### TASK GOAL:
Lift out all lines below that contain "flowing".

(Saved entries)
□ □ □ □ □

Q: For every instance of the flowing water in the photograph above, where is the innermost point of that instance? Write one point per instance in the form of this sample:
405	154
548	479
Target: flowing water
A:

□ □ □ □ □

### ANSWER BOX:
Q: For every instance of the flowing water in the photograph above, where is the innermost point of that instance? Write one point per instance in the form of this sample:
Target: flowing water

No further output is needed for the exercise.